◆ Text excerpt:

In 2015, Republican state Labor Commissioner Cherie Berry added a benchmark to her employees’ annual performance review that evaluated how each employee treated their colleagues, regardless of their gender, age, race, religion, disability status, or other characteristics.
The 70-word metric considered whether the employee “treats all people fairly and consistently and with dignity and respect; effectively builds an inclusive work environment … where everyone has access to the same opportunities, feels welcomed and valued, and is allowed the opportunity to use (their) skills, abilities, and knowledge to succeed.”
The criterion was developed by the Office of State Human Resources under Republican Gov. Pat McCrory and was labeled “Diversity & Inclusion.” In 2023, the metric was renamed “Diversity, Equity, & Inclusion” (DEI), but by and large its components remained the same.
Shortly after taking office in January, new Labor Commissioner Luke Farley killed it.

“Effective immediately, I am ending the N.C. Department of Labor’s (NCDOL) use of DEI metrics in evaluating the performance of the department’s hardworking employees,” Farley, a Republican, wrote on Facebook. “From this point forward, we will hire and evaluate employees based solely on merit and on their ability to fulfill our mission to protect the health, safety, and well-being of North Carolinians.”

◆ Work order A: In the article on the North Carolina labor department's DEI metric, rewrite the passage from "In 2015, Republican" to "or other characteristics.", swapping "annual performance review" for "yearly evaluation".
◆ Work order B: Translate this sentence from the article on the North Carolina labor department's DEI metric into Spanish: "In 2023, the metric was renamed “Diversity, Equity, & Inclusion” (DEI), but by and large its components remained the same."
◆ Work order C: Write what comes next in the article on the North Carolina labor department's DEI metric, picking up after its final sentence.
The listing has nothing to do with the article on the North Carolina labor department's DEI metric.

◆ Extracted data:
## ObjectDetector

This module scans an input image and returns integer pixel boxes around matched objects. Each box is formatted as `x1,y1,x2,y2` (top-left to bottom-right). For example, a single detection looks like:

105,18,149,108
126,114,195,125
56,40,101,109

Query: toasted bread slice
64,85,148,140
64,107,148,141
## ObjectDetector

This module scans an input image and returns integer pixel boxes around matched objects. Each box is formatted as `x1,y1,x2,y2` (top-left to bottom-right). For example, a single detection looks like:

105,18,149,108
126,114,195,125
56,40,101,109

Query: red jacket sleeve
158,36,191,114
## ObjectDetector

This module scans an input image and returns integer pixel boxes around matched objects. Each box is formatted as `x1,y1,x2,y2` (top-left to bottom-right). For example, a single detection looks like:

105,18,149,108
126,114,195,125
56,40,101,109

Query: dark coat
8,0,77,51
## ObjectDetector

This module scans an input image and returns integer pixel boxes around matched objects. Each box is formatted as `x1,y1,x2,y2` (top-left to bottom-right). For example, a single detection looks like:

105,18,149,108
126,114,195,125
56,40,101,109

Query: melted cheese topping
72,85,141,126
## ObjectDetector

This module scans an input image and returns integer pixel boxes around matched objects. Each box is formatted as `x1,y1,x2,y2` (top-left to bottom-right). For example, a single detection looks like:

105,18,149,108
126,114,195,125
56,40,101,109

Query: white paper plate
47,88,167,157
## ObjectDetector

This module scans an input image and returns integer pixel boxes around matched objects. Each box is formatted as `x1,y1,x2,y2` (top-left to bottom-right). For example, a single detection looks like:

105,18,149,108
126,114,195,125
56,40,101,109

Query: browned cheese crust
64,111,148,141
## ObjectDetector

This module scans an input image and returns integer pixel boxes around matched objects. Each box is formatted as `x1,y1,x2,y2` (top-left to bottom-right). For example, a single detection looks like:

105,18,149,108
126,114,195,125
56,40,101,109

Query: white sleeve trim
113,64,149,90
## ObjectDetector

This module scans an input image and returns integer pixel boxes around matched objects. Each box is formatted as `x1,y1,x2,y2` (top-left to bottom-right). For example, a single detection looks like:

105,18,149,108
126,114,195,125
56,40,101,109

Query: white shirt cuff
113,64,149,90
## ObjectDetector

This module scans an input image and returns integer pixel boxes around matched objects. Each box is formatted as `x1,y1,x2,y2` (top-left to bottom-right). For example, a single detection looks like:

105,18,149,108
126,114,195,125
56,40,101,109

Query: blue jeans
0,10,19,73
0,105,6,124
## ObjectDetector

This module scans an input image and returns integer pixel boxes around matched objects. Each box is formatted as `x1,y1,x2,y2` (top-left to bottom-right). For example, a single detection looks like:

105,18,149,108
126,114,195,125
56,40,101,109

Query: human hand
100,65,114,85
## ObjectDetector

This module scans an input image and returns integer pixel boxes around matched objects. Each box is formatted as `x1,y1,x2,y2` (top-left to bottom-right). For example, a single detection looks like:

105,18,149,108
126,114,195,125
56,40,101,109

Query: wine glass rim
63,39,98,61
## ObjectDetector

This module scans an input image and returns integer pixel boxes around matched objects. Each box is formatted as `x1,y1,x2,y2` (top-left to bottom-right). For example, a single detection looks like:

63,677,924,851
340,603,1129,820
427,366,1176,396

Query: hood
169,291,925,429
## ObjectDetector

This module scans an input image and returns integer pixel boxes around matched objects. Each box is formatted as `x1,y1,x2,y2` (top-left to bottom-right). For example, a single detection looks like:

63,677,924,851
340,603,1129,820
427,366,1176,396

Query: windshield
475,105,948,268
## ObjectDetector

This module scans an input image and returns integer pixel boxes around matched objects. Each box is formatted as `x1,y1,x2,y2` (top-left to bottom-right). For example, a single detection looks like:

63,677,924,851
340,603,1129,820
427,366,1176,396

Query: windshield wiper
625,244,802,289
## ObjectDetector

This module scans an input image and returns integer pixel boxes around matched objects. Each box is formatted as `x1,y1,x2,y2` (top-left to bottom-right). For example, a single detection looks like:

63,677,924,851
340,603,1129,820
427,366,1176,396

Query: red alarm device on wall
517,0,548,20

◆ Written response A:
In 2015, Republican state Labor Commissioner Cherie Berry added a benchmark to her employees’ yearly evaluation that evaluated how each employee treated their colleagues, regardless of their gender, age, race, religion, disability status, or other characteristics.

◆ Written response B: En 2023, la métrica pasó a llamarse “Diversidad, Equidad e Inclusión” (DEI), pero en líneas generales sus componentes siguieron siendo los mismos.

◆ Written response C:
Farley is one of several North Carolina Republicans to attack—but largely avoid defining—DEI policies and programs, and imply that the state hires and evaluates based on something other than merit. That comes as Republicans led by President Trump seek to eliminate DEI programs across the federal government, universities, and corporate America, saying they unfairly give preferences to certain groups.
But state employees in North Carolina are hired on merit, without preferential treatment for gender, race, or ethnicity, according to the Office of State Human Resources. State policy says that a final hiring recommendation “will be made from among the most qualified applicants.” Employees are evaluated based on “accomplishments and behaviors” critical to each department’s mission.
The state gives preferential treatment in hiring only to qualified military veterans and state employees affected by job cuts not related to employee performance.
“There’s no desire, program, or initiative to hire individuals who are not fully qualified for a position,” said Staci Meyer, director of the Office of State Human Resources.
Meyer’s office sets policy, but individual agencies hire their own human resources staff. They remove applicants who don’t meet minimum qualifications, then identify the applicants whose education, experience, competency, skills, and abilities best match the job description. They become part of the most-qualified pool that hiring managers review.
Farley’s office provided no examples that his agency had previously evaded merit-based employment. In an email, spokesperson Andy Lancaster said, “We do not address policies under any previous administration.”
Overall, 60 percent of state employees are white, compared to 72 percent in the Labor Department, according to 2024 data.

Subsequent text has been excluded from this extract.